What to do - Please pick out every line below that contains the string "slope" and copy each one.

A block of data
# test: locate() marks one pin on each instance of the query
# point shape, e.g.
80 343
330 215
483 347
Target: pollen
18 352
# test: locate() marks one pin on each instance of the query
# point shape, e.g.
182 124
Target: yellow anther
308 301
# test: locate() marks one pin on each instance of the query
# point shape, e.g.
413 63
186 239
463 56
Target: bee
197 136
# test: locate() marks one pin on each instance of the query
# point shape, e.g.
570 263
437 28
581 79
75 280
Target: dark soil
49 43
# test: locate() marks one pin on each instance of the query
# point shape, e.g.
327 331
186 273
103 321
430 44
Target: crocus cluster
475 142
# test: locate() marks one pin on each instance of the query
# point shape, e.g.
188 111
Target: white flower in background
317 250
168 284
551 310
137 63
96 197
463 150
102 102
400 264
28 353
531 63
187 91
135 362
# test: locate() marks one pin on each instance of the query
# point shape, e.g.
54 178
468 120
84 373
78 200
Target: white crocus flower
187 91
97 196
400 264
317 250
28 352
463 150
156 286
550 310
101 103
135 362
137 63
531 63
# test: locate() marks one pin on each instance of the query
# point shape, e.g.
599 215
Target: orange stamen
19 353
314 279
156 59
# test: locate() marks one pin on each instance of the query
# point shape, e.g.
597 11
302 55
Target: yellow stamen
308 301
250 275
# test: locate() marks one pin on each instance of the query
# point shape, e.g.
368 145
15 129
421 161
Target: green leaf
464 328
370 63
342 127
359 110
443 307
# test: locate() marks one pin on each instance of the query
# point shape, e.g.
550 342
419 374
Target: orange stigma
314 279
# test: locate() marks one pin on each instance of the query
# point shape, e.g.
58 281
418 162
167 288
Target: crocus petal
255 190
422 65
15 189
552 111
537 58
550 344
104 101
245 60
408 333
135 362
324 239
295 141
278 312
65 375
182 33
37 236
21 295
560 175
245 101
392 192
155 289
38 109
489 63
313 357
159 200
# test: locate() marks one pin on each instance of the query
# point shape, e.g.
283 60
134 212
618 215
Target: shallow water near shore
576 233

* * *

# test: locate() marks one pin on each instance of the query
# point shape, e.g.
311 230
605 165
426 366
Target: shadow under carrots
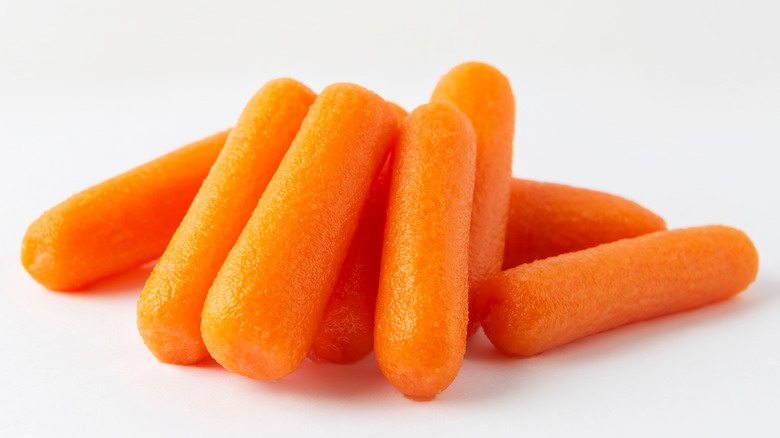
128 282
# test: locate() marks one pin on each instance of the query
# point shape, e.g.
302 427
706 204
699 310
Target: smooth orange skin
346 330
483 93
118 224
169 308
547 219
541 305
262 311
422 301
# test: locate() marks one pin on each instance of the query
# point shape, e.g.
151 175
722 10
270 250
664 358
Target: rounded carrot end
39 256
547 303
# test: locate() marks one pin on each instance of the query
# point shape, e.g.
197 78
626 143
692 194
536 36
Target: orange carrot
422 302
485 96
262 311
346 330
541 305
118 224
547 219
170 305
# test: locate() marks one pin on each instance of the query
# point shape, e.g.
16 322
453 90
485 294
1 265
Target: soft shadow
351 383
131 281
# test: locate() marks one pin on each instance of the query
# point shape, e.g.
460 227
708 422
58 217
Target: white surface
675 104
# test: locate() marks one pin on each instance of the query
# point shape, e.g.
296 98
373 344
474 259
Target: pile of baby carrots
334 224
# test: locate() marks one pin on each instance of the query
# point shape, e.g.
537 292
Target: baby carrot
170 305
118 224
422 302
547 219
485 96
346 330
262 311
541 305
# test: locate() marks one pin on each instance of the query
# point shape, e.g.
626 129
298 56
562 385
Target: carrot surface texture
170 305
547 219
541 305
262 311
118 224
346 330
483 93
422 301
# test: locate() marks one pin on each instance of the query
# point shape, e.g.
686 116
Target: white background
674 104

...

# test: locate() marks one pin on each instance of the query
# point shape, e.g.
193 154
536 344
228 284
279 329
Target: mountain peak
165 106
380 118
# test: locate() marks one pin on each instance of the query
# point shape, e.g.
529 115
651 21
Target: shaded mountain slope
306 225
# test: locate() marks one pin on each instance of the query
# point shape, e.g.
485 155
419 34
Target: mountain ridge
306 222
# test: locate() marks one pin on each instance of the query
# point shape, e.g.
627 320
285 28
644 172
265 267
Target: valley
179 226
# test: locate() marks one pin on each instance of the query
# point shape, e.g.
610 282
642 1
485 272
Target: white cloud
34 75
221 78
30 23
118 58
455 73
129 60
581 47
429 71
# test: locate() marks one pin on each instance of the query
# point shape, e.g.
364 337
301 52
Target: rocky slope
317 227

Full answer -
Target: shaded mountain slope
Target: rocky slope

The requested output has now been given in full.